Procédure devant la Cour :
Par une requête enregistrée le 8 février 2021, M. A..., représenté par Me Boudjellal, demande à la Cour :
1°) d'annuler l'arrêté du 10 mars 2020 du préfet de la Seine-Saint-Denis ou à tout le moins la décision portant interdiction de retour sur le territoire français ;
2°) d'enjoindre au préfet de la Seine-Saint-Denis de lui délivrer un titre de séjour mention " vie privée et familiale " ou à tout le moins de réexaminer sa situation et de le munir, durant l'instruction, d'une autorisation provisoire de séjour ;
3°) de mettre à la charge de l'Etat la somme de 1 000 euros sur le fondement de l'article L. 761-1 du code de justice administrative.

■ BLOC DE DONNÉES
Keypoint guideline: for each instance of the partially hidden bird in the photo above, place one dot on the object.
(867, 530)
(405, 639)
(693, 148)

■ TRAVAIL À FAIRE
1. Relevez toutes les demandes numérotées que M. A... adresse à la Cour dans l'extrait de procédure.
2. Poursuivez l'extrait de procédure après sa dernière phrase.
Les données n'ont aucun lien avec l'extrait de procédure.

■ VOS RÉPONSES
1.
1°) Annuler l'arrêté du 10 mars 2020 du préfet de la Seine-Saint-Denis ou, à tout le moins, la décision portant interdiction de retour sur le territoire français.
2°) Enjoindre au préfet de la Seine-Saint-Denis de lui délivrer un titre de séjour mention " vie privée et familiale " ou, à tout le moins, de réexaminer sa situation et de le munir, durant l'instruction, d'une autorisation provisoire de séjour.
3°) Mettre à la charge de l'État la somme de 1 000 euros sur le fondement de l'article L. 761-1 du code de justice administrative.

2.
Il soutient que :
- la décision n'est pas suffisamment motivée en méconnaissance des dispositions de l'article L. 211-2 du code des relations entre le public et l'administration ;
- la décision est entachée d'un défaut d'examen et d'une erreur de droit, l'appréciation du préfet s'étant cristallisée en 2018 alors qu'il disposait de bulletins de salaire jusqu'en 2020 ;
- sa présence habituelle sur le territoire français étant établie pour les années 2010 et 2011, le préfet de la Seine-Saint-Denis aurait dû saisir la commission du titre de séjour en application des dispositions de l'article L. 313-14 du code de l'entrée et du séjour des étrangers et du droit d'asile et a ainsi commis une erreur de fait et une erreur substantielle d'appréciation ;
- il est intégré du fait de sa longue présence en France et de son expérience professionnelle ;
- le préfet de la Seine-Saint-Denis a commis une erreur de droit en ne régularisant pas sa situation ;
- la décision méconnait les stipulations de l'article 8 de la convention européenne de sauvegarde des droits de l'homme et des libertés fondamentales ;
- la décision est entachée d'erreur manifeste d'appréciation ;
- l'interdiction de retour, de nature à obérer toute admission au séjour, doit être annulée compte tenu des autres moyens soulevés précédemment.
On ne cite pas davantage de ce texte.